Dataset excerpts
+ + + +

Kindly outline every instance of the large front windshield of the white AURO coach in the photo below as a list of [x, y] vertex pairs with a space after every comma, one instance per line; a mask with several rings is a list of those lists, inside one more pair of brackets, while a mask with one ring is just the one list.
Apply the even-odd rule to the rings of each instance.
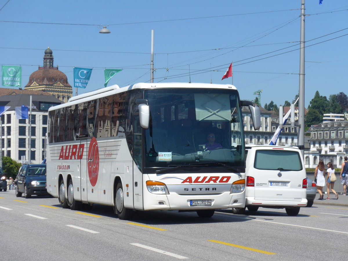
[[144, 167], [214, 164], [245, 166], [237, 90], [147, 89], [150, 126]]

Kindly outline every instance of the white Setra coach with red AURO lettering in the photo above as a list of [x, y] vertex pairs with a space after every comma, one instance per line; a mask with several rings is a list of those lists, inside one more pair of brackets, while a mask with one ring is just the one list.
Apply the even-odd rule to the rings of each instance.
[[117, 85], [51, 107], [47, 191], [63, 208], [113, 206], [195, 211], [245, 205], [245, 146], [240, 107], [254, 128], [260, 108], [232, 85]]

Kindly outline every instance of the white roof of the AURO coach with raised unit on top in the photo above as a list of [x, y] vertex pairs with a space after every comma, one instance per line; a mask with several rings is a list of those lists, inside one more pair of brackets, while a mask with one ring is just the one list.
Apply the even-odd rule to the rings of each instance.
[[127, 90], [131, 90], [131, 89], [153, 89], [153, 88], [209, 88], [209, 89], [216, 88], [216, 89], [236, 90], [236, 87], [231, 84], [207, 84], [207, 83], [188, 83], [188, 82], [155, 82], [155, 83], [140, 82], [137, 84], [128, 85], [121, 88], [118, 85], [112, 85], [109, 87], [94, 90], [92, 92], [73, 96], [69, 99], [67, 103], [50, 107], [48, 111], [64, 108], [65, 106], [94, 100], [97, 98], [101, 98], [101, 97], [116, 94], [116, 93], [126, 92]]

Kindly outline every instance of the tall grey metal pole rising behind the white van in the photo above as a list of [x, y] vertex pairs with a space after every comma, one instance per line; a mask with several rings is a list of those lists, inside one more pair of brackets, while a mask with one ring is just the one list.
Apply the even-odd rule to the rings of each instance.
[[[300, 82], [299, 82], [299, 136], [298, 145], [304, 146], [304, 0], [301, 0], [301, 32], [300, 32]], [[304, 148], [301, 149], [304, 157]]]

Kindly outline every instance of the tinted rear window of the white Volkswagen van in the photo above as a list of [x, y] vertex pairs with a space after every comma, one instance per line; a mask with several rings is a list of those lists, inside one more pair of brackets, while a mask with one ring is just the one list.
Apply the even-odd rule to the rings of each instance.
[[254, 167], [280, 171], [300, 171], [300, 153], [288, 150], [256, 150]]

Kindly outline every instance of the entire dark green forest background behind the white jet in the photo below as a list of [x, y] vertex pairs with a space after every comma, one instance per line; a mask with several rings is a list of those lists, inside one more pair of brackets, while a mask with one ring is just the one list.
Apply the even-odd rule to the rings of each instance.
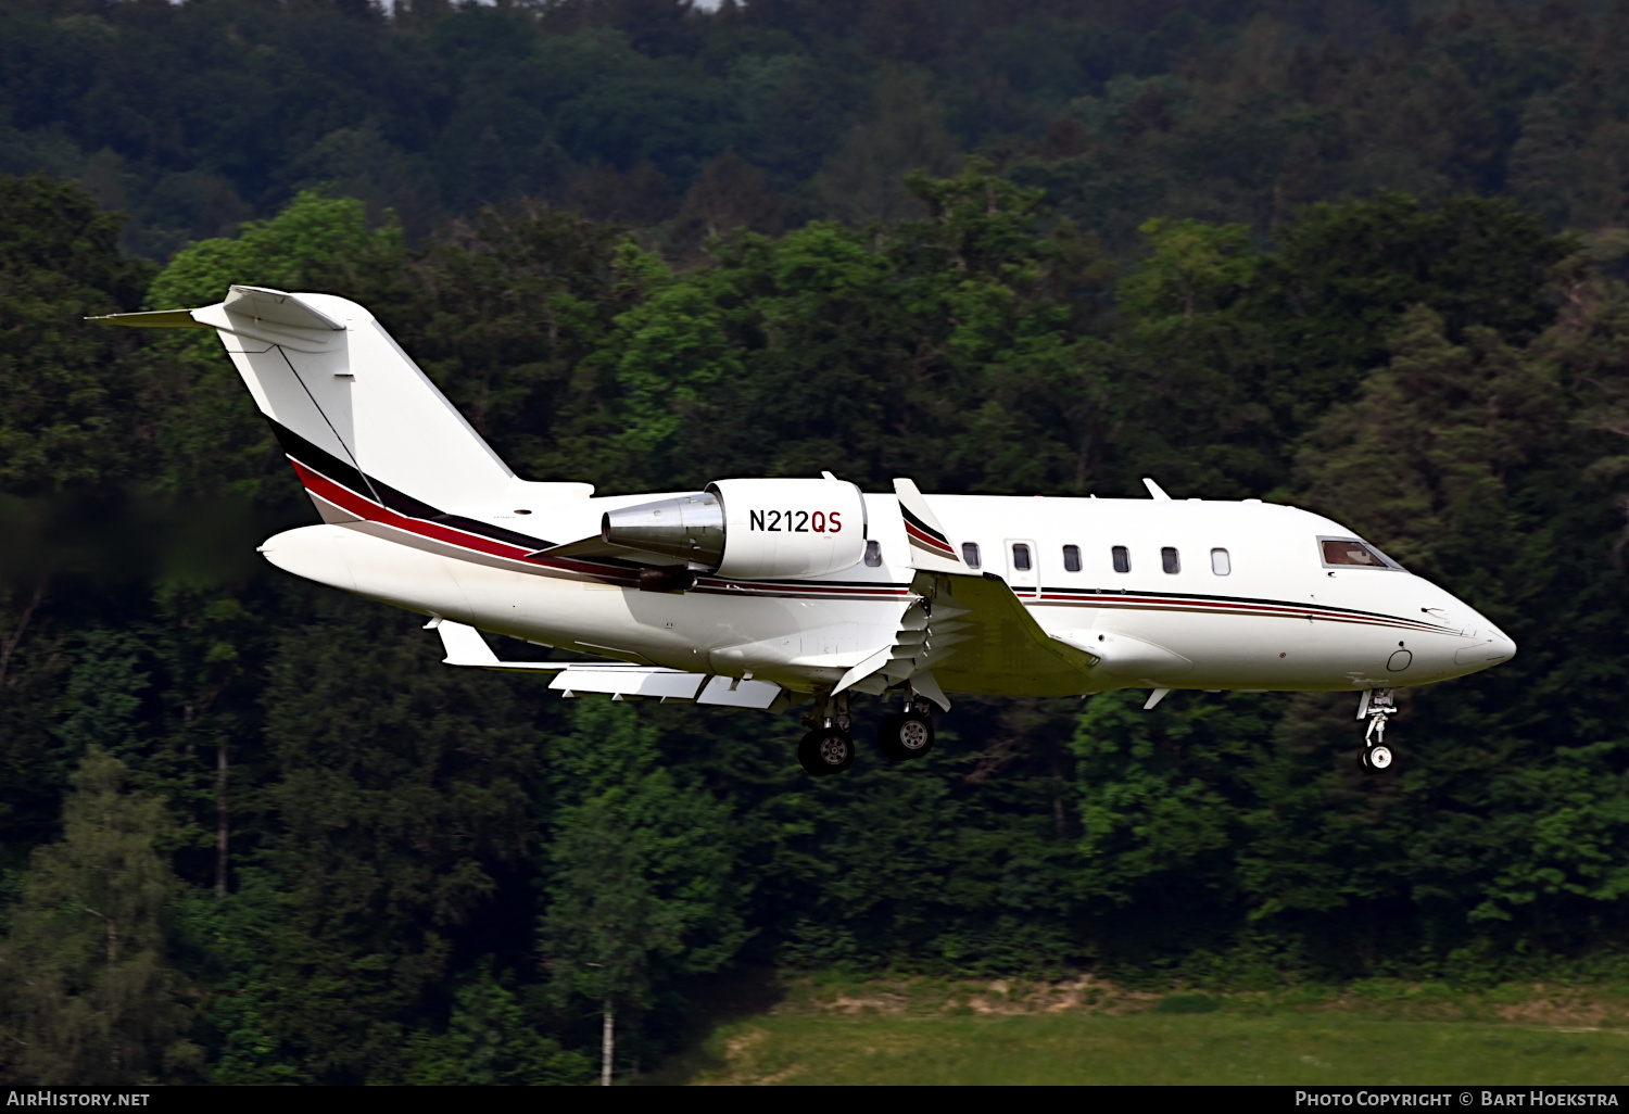
[[[0, 1078], [580, 1081], [753, 967], [1621, 979], [1629, 5], [0, 3]], [[1261, 497], [1515, 661], [1355, 697], [552, 699], [270, 570], [212, 342], [370, 306], [531, 479]], [[507, 651], [515, 651], [508, 648]]]

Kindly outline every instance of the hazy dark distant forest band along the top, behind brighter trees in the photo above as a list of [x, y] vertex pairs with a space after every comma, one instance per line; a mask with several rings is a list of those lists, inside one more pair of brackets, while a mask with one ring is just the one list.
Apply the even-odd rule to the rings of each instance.
[[642, 228], [891, 223], [986, 155], [1116, 252], [1381, 189], [1622, 223], [1622, 0], [8, 0], [0, 173], [165, 257], [334, 182], [417, 239], [520, 195]]

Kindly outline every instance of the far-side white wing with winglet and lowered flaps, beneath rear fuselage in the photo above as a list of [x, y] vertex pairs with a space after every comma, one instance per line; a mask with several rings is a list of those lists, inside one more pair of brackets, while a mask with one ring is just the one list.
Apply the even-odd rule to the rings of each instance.
[[500, 661], [474, 627], [451, 619], [432, 619], [427, 625], [441, 635], [441, 647], [446, 650], [441, 660], [445, 664], [554, 673], [557, 676], [549, 687], [562, 697], [596, 692], [608, 694], [613, 700], [684, 700], [759, 710], [772, 710], [782, 699], [780, 686], [769, 681], [740, 681], [663, 666], [614, 661]]

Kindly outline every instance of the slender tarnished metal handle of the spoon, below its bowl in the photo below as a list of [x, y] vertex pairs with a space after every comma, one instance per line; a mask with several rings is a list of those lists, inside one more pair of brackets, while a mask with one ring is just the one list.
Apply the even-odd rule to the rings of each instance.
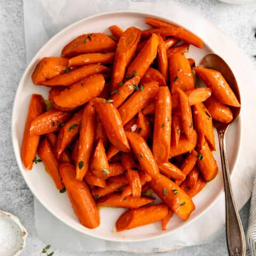
[[230, 174], [226, 151], [226, 131], [218, 130], [220, 142], [220, 156], [226, 199], [226, 235], [229, 255], [245, 256], [245, 237], [241, 219], [231, 189]]

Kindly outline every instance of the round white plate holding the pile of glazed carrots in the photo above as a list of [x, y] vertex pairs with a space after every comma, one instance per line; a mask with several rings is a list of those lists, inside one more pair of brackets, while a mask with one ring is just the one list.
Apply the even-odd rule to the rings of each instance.
[[[137, 12], [112, 12], [94, 15], [78, 21], [62, 30], [60, 33], [52, 37], [30, 62], [28, 68], [21, 78], [13, 105], [12, 138], [14, 153], [17, 158], [20, 171], [30, 190], [47, 210], [49, 210], [53, 215], [55, 215], [55, 217], [66, 223], [68, 226], [81, 231], [84, 234], [111, 241], [138, 242], [157, 238], [169, 234], [174, 230], [185, 227], [185, 225], [199, 218], [203, 212], [207, 211], [223, 191], [222, 173], [219, 171], [217, 178], [209, 182], [203, 191], [194, 198], [196, 210], [191, 214], [189, 220], [184, 222], [177, 216], [174, 216], [172, 221], [170, 221], [169, 225], [167, 226], [166, 231], [162, 231], [161, 223], [157, 222], [151, 225], [123, 231], [122, 233], [117, 233], [115, 231], [115, 221], [123, 210], [109, 207], [104, 207], [100, 210], [101, 225], [98, 228], [91, 230], [83, 227], [77, 220], [71, 208], [67, 193], [60, 194], [59, 191], [55, 189], [54, 183], [51, 180], [51, 177], [45, 172], [43, 164], [39, 163], [34, 165], [32, 171], [26, 170], [22, 165], [20, 157], [21, 143], [30, 95], [32, 93], [38, 93], [47, 98], [47, 92], [49, 91], [49, 89], [47, 89], [45, 86], [34, 86], [31, 81], [31, 74], [33, 73], [33, 70], [39, 60], [45, 56], [60, 55], [62, 47], [78, 35], [102, 31], [109, 33], [107, 28], [116, 23], [122, 28], [136, 26], [141, 29], [145, 29], [147, 28], [147, 25], [145, 25], [144, 21], [145, 18], [149, 16], [161, 19], [161, 17], [152, 14]], [[172, 20], [166, 21], [175, 22]], [[182, 26], [182, 23], [178, 25]], [[198, 36], [200, 35], [198, 34]], [[208, 43], [210, 44], [210, 42]], [[204, 48], [201, 50], [194, 46], [190, 46], [188, 56], [194, 58], [197, 63], [206, 53], [209, 52], [214, 52], [214, 49], [210, 49], [210, 47], [207, 46], [207, 42], [205, 42]], [[231, 173], [233, 173], [239, 151], [241, 127], [241, 119], [239, 119], [236, 124], [230, 127], [227, 136], [228, 159]], [[216, 143], [218, 147], [218, 141], [216, 141]], [[220, 168], [219, 151], [216, 151], [214, 156], [217, 158]]]

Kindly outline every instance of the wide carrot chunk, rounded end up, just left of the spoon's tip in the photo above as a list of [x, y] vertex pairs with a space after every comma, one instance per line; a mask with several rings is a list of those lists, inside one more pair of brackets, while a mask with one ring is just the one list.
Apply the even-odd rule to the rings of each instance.
[[187, 91], [195, 88], [194, 76], [187, 58], [181, 53], [172, 54], [169, 58], [171, 93], [177, 89]]

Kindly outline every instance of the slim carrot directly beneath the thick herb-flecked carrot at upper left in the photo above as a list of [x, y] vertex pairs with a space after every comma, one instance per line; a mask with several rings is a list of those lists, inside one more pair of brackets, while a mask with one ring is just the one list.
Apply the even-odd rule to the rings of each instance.
[[114, 52], [85, 53], [69, 59], [68, 66], [76, 67], [76, 66], [84, 66], [87, 64], [95, 64], [95, 63], [109, 64], [109, 63], [113, 63], [114, 59], [115, 59]]

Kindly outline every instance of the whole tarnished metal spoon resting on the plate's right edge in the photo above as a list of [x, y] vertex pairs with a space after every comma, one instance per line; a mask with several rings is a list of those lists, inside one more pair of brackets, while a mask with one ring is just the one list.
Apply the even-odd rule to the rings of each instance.
[[[217, 54], [209, 53], [199, 63], [199, 66], [204, 68], [211, 68], [218, 70], [222, 76], [226, 79], [231, 89], [236, 94], [236, 97], [241, 103], [241, 97], [236, 82], [236, 78], [227, 65]], [[237, 210], [237, 206], [234, 200], [233, 191], [231, 189], [230, 174], [227, 161], [227, 150], [226, 150], [226, 132], [231, 123], [235, 122], [239, 117], [241, 107], [230, 107], [233, 112], [233, 120], [229, 124], [224, 124], [214, 121], [214, 126], [217, 129], [220, 145], [220, 156], [222, 173], [225, 188], [225, 199], [226, 199], [226, 234], [227, 234], [227, 245], [229, 255], [232, 256], [244, 256], [245, 255], [245, 237], [241, 219]]]

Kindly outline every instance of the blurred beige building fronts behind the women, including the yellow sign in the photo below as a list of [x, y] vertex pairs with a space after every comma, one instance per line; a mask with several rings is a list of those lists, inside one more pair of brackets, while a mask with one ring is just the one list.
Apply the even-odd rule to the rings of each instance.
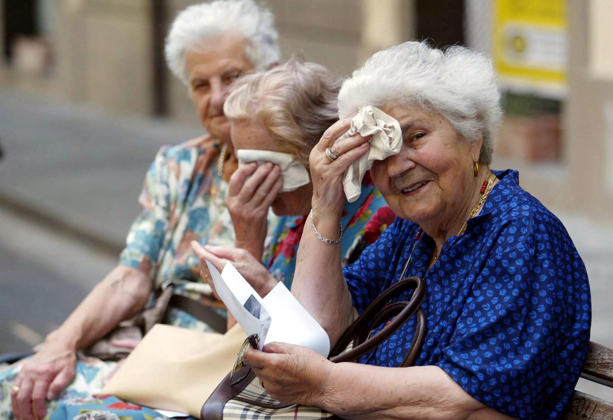
[[[0, 0], [0, 87], [114, 115], [197, 126], [166, 69], [164, 36], [188, 0]], [[409, 39], [495, 59], [506, 119], [497, 165], [547, 205], [613, 215], [611, 0], [267, 0], [283, 56], [347, 75]]]

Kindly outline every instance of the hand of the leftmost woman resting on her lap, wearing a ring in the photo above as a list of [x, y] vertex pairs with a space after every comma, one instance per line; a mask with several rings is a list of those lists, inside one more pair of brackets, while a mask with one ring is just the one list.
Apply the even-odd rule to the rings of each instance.
[[[43, 419], [47, 400], [55, 400], [75, 377], [75, 350], [61, 344], [45, 344], [36, 355], [23, 363], [12, 391], [13, 415], [16, 419]], [[36, 416], [36, 418], [35, 418]]]

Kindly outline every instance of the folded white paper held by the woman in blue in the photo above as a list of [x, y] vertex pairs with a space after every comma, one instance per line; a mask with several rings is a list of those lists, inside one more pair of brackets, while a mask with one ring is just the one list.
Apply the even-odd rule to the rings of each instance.
[[[283, 283], [262, 299], [231, 263], [221, 274], [207, 261], [217, 294], [247, 335], [258, 334], [259, 349], [270, 342], [303, 345], [327, 357], [330, 338]], [[251, 304], [246, 304], [251, 296]], [[260, 306], [257, 306], [257, 303]], [[247, 308], [259, 310], [255, 317]], [[257, 312], [255, 312], [257, 314]]]

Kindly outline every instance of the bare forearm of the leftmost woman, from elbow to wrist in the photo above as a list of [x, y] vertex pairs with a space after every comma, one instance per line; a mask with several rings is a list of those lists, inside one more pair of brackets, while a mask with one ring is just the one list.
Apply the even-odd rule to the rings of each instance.
[[115, 267], [45, 342], [70, 350], [88, 347], [147, 303], [151, 281], [130, 267]]

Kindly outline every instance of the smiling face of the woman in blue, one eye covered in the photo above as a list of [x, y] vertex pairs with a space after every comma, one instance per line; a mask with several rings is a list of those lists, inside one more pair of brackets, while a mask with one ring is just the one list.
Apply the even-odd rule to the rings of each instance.
[[375, 161], [375, 186], [401, 218], [445, 229], [473, 197], [481, 140], [466, 141], [441, 114], [421, 108], [384, 111], [400, 123], [403, 145], [397, 155]]

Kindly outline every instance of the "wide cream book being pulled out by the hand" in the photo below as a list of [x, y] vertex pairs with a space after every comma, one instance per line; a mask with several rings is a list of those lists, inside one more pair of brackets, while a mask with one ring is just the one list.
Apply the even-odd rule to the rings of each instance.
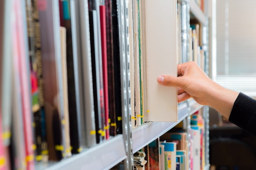
[[177, 88], [157, 77], [177, 76], [177, 2], [141, 0], [141, 32], [145, 121], [175, 122]]

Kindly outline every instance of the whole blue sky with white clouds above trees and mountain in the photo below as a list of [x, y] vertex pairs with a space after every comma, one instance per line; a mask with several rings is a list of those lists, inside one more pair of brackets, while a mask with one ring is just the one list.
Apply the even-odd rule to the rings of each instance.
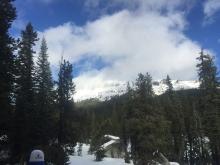
[[[197, 80], [201, 48], [220, 54], [220, 0], [16, 0], [11, 34], [28, 22], [44, 36], [54, 78], [61, 56], [73, 64], [76, 99], [106, 84], [153, 79]], [[36, 51], [39, 50], [40, 40]]]

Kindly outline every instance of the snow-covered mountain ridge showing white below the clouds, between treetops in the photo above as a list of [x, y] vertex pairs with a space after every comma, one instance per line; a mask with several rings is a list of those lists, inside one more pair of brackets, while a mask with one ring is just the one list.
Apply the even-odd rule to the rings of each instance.
[[[199, 81], [190, 80], [190, 81], [183, 81], [183, 80], [172, 80], [174, 90], [181, 90], [181, 89], [193, 89], [199, 87]], [[103, 83], [101, 86], [100, 84], [97, 86], [93, 86], [91, 90], [79, 90], [77, 91], [74, 99], [76, 101], [81, 101], [90, 98], [97, 98], [99, 100], [106, 100], [111, 98], [115, 95], [122, 95], [126, 92], [127, 84], [126, 82], [122, 81], [109, 81]], [[156, 95], [163, 94], [167, 89], [167, 85], [165, 84], [165, 80], [156, 80], [153, 81], [153, 90]]]

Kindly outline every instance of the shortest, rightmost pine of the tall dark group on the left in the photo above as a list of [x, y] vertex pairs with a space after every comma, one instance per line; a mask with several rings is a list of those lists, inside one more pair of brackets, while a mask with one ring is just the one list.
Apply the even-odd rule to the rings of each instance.
[[73, 100], [75, 85], [73, 83], [72, 70], [72, 64], [62, 59], [58, 73], [56, 101], [58, 110], [57, 139], [58, 146], [62, 148], [64, 153], [65, 159], [63, 160], [65, 162], [63, 164], [68, 164], [68, 159], [66, 158], [74, 152], [73, 147], [77, 142], [77, 131], [79, 128], [78, 123], [75, 121]]

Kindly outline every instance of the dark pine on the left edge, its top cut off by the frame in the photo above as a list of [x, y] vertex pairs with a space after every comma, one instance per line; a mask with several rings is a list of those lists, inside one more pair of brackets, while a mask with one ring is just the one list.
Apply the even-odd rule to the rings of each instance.
[[[10, 138], [10, 123], [12, 113], [12, 85], [13, 85], [13, 39], [9, 35], [9, 28], [16, 18], [16, 11], [12, 0], [0, 1], [0, 137]], [[0, 152], [8, 149], [8, 144], [0, 142]], [[0, 160], [1, 163], [1, 160]], [[6, 162], [3, 162], [3, 164]]]

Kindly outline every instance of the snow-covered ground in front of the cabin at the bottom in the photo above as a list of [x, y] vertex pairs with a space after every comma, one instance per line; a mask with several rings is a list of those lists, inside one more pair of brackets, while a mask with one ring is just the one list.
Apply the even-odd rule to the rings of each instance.
[[94, 155], [88, 154], [89, 145], [83, 144], [82, 156], [70, 156], [70, 165], [132, 165], [126, 164], [124, 159], [104, 158], [101, 162], [96, 162]]

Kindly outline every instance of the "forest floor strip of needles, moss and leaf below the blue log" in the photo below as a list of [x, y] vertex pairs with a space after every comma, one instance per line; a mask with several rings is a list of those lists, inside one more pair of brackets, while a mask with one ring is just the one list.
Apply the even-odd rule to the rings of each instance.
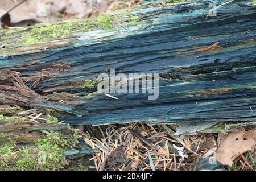
[[[2, 170], [255, 169], [255, 130], [240, 129], [230, 131], [229, 134], [174, 135], [170, 133], [175, 133], [176, 125], [151, 126], [143, 123], [85, 126], [77, 130], [57, 121], [54, 112], [46, 113], [36, 112], [22, 117], [0, 115], [0, 130], [6, 134], [6, 137], [1, 135], [0, 142]], [[49, 138], [55, 140], [49, 143], [51, 147], [59, 147], [56, 163], [53, 161], [40, 166], [40, 158], [35, 158], [33, 167], [19, 165], [27, 163], [31, 152], [37, 152], [33, 156], [38, 156], [38, 152], [48, 152], [44, 148], [41, 151], [39, 149], [42, 149], [41, 144], [47, 144]], [[48, 157], [47, 154], [46, 161]], [[197, 168], [197, 165], [200, 167]]]

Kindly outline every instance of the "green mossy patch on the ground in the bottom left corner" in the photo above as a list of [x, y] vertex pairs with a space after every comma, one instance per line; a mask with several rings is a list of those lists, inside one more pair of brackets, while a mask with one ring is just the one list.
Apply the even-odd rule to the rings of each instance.
[[63, 152], [76, 145], [78, 135], [75, 131], [69, 139], [51, 131], [34, 146], [17, 148], [15, 142], [0, 147], [0, 170], [57, 170], [66, 164]]

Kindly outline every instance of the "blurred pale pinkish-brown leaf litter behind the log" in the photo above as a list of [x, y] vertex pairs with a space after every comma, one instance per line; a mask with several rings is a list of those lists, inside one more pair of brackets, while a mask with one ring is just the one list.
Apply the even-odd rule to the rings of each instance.
[[139, 1], [140, 0], [1, 0], [1, 26], [4, 28], [22, 27], [31, 26], [36, 23], [96, 18], [102, 13], [110, 13], [114, 10], [129, 8], [136, 5]]

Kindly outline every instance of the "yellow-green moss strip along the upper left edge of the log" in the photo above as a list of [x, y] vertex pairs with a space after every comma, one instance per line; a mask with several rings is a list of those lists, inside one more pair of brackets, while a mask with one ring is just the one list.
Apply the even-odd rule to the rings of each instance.
[[[26, 27], [16, 28], [13, 30], [0, 30], [0, 40], [2, 42], [9, 42], [7, 39], [10, 39], [11, 36], [14, 35], [19, 36], [18, 42], [20, 42], [20, 44], [35, 44], [50, 42], [52, 40], [65, 39], [75, 32], [92, 30], [94, 28], [112, 28], [113, 17], [114, 16], [104, 14], [98, 16], [96, 20], [87, 18], [66, 22], [37, 24], [30, 28]], [[27, 30], [30, 31], [27, 33]]]

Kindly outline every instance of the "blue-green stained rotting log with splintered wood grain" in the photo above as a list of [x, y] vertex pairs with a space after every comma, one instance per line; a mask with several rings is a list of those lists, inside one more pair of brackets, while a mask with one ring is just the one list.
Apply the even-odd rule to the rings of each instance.
[[[194, 131], [201, 123], [255, 121], [256, 6], [233, 1], [218, 7], [216, 17], [206, 18], [208, 12], [207, 1], [144, 1], [113, 13], [112, 28], [96, 22], [84, 30], [82, 20], [65, 22], [70, 34], [58, 40], [31, 38], [44, 25], [2, 31], [0, 102], [81, 115], [62, 118], [72, 125], [189, 123]], [[96, 85], [81, 85], [109, 73], [106, 68], [159, 73], [158, 100], [147, 94], [84, 97]]]

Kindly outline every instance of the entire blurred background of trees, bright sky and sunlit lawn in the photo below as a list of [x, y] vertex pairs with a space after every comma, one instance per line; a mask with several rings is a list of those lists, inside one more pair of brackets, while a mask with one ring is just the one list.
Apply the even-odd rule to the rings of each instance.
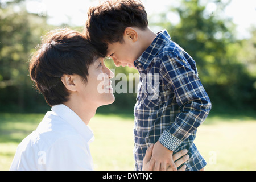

+ + + +

(PROBLEM STATEMENT):
For every line above that has "entire" in it, copy the line.

(RESPONSE TO THIS EXERCISE):
Kindly outline every instance of the entire dark green forest background behind the white jet in the photo below as a list of [x, y] vertex pairs with a space after every comma, one instance per line; a mask with several rings is a list of those lists, inside one more pair of brackets, while a mask with one ring is just the one list.
Kindly outline every instance of the entire blurred background of trees, bright sky and sunlit lawn in the photo below as a list of [x, y] vertex pairs with a space after every comma, one instance per line; a mask with several rings is a list of those lists, inside one more pair of brackets, while a mask with one ring is just the one list.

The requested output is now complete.